[Data entries]
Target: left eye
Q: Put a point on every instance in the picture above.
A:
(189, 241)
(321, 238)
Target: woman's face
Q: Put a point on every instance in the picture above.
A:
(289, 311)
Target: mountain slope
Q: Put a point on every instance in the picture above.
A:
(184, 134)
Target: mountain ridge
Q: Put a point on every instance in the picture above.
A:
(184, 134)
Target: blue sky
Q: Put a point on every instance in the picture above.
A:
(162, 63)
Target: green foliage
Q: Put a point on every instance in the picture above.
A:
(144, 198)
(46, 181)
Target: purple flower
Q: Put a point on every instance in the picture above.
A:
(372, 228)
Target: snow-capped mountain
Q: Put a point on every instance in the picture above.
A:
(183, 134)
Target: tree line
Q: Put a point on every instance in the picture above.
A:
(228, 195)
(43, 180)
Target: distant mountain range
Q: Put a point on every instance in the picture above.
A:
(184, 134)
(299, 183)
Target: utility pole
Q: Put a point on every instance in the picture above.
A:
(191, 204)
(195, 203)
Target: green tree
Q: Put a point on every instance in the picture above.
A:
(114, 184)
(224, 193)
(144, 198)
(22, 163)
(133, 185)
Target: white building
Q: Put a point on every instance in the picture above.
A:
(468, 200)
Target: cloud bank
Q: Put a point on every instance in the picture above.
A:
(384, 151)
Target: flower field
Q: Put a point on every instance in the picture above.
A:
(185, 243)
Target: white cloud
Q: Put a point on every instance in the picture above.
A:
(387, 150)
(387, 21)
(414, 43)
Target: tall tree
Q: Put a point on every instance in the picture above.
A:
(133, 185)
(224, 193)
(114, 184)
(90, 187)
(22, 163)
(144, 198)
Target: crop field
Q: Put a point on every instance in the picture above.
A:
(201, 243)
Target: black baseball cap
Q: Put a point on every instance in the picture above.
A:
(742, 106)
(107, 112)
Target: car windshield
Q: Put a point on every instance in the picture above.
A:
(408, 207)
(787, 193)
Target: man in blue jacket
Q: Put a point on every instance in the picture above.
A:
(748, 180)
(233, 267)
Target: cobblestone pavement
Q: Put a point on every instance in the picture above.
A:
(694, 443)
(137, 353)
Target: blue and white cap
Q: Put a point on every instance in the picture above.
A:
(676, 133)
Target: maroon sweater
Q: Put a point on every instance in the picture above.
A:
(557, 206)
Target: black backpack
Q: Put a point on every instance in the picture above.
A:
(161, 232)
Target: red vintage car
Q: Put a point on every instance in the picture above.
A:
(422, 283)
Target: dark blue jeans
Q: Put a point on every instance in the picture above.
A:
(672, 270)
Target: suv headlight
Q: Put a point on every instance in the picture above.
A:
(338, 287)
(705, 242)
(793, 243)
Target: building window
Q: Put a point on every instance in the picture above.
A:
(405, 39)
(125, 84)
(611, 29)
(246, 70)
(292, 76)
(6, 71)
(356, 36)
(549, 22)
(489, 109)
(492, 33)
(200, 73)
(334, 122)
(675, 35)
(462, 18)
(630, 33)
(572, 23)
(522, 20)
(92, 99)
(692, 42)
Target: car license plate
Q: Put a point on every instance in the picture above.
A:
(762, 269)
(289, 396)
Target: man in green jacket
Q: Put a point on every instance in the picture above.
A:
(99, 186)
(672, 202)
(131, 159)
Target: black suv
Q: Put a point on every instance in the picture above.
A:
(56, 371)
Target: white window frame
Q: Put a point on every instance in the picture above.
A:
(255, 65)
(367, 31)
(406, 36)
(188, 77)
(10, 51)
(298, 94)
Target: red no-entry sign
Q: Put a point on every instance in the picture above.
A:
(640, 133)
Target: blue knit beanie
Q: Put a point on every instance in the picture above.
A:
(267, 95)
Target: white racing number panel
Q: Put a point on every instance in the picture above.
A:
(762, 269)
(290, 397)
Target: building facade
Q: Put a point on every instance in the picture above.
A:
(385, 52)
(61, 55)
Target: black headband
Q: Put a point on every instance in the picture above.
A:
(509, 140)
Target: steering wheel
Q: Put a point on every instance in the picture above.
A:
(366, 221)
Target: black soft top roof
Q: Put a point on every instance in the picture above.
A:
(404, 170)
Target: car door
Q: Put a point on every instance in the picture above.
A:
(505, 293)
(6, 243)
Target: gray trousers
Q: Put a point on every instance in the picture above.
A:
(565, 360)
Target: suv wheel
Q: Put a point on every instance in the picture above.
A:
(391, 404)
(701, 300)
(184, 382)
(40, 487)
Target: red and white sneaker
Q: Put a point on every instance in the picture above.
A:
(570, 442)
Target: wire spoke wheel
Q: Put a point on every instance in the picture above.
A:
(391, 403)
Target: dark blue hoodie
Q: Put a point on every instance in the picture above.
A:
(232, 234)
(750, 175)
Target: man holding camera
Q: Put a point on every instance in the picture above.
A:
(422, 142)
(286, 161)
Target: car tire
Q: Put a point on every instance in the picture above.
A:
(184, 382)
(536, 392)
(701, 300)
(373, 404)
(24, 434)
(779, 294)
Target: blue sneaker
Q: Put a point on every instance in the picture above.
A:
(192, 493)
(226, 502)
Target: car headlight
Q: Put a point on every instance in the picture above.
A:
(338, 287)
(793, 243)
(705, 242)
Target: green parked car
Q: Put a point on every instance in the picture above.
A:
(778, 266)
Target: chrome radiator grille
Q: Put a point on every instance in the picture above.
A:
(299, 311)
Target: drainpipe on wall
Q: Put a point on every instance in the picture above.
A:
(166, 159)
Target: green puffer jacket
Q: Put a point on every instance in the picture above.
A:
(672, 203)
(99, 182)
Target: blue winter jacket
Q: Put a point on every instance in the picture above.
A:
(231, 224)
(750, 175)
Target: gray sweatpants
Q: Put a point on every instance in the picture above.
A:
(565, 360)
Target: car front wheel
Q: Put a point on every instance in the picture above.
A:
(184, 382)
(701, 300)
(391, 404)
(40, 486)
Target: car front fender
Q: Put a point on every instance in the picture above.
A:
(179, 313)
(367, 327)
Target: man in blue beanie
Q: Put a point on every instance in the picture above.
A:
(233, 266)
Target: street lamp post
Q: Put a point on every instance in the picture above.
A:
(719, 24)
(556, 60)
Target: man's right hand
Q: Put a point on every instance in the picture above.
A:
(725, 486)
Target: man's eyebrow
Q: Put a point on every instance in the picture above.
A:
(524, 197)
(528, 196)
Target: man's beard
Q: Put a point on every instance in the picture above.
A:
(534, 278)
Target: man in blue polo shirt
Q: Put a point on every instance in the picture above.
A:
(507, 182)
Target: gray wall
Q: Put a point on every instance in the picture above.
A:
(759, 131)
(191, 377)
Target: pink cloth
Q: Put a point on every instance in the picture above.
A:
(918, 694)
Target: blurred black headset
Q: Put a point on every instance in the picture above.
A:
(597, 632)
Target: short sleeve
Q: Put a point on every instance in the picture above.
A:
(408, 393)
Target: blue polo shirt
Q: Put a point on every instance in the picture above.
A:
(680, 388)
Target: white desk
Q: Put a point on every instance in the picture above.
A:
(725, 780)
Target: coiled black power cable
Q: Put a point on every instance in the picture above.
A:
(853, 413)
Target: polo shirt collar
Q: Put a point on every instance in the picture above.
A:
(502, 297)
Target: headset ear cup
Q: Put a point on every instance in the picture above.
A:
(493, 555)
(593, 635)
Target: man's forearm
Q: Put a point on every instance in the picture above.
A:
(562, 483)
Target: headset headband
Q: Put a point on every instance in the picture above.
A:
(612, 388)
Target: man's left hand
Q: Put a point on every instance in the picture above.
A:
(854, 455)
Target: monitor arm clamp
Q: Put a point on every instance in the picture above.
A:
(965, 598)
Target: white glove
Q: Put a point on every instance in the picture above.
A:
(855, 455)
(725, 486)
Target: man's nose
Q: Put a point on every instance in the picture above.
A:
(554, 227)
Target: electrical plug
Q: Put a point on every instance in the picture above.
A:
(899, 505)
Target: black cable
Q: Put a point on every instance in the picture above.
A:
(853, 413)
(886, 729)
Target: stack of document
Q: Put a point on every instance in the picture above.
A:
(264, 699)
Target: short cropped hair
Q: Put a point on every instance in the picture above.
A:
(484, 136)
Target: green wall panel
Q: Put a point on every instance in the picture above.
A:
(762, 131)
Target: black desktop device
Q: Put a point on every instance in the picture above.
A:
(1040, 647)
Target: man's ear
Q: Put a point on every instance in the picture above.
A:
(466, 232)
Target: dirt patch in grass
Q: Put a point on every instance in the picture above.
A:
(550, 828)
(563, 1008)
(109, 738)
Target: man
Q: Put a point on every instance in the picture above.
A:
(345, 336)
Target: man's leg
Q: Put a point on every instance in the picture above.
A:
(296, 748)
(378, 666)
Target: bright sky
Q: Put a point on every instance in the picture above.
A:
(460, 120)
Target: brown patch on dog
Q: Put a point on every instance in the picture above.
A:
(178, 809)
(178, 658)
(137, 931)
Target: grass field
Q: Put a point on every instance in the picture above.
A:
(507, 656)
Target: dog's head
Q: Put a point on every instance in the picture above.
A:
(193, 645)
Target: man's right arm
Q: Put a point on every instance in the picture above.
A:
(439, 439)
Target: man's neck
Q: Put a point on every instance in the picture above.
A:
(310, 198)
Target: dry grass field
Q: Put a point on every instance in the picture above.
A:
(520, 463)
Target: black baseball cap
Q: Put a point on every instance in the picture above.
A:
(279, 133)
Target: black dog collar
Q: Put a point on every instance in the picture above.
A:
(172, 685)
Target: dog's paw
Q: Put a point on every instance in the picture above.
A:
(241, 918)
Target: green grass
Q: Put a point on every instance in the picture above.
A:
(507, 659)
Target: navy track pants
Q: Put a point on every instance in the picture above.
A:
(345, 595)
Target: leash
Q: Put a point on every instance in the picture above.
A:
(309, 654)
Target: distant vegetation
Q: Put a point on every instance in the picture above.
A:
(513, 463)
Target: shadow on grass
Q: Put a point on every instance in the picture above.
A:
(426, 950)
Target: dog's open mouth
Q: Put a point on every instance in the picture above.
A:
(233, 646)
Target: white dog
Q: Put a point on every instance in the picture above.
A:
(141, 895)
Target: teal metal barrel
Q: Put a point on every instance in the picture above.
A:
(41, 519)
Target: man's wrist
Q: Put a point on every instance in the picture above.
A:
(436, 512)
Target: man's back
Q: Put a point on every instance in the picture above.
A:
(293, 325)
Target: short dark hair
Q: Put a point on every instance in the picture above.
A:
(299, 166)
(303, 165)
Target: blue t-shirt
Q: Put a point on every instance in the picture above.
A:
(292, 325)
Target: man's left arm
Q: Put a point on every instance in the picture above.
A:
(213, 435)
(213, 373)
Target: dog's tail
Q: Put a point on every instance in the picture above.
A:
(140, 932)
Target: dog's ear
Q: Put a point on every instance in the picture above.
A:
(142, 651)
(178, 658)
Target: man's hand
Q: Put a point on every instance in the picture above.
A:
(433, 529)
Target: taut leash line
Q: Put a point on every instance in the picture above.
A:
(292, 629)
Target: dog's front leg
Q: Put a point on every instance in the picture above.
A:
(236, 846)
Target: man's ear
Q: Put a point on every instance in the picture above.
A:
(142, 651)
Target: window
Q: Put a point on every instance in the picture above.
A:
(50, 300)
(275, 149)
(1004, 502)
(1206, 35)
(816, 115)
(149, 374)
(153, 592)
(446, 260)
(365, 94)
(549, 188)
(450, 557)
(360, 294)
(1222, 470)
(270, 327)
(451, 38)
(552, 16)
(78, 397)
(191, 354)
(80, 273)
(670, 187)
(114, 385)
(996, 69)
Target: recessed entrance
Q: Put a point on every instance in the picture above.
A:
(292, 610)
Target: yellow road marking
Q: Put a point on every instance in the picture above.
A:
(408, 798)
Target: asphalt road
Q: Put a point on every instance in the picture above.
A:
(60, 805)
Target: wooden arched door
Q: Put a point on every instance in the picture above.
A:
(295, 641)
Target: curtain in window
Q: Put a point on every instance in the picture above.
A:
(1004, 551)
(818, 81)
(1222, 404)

• Directions
For each line in the data that contains the string "flower", give a copy of that line.

• Solved problem
Target: purple flower
Target: flower field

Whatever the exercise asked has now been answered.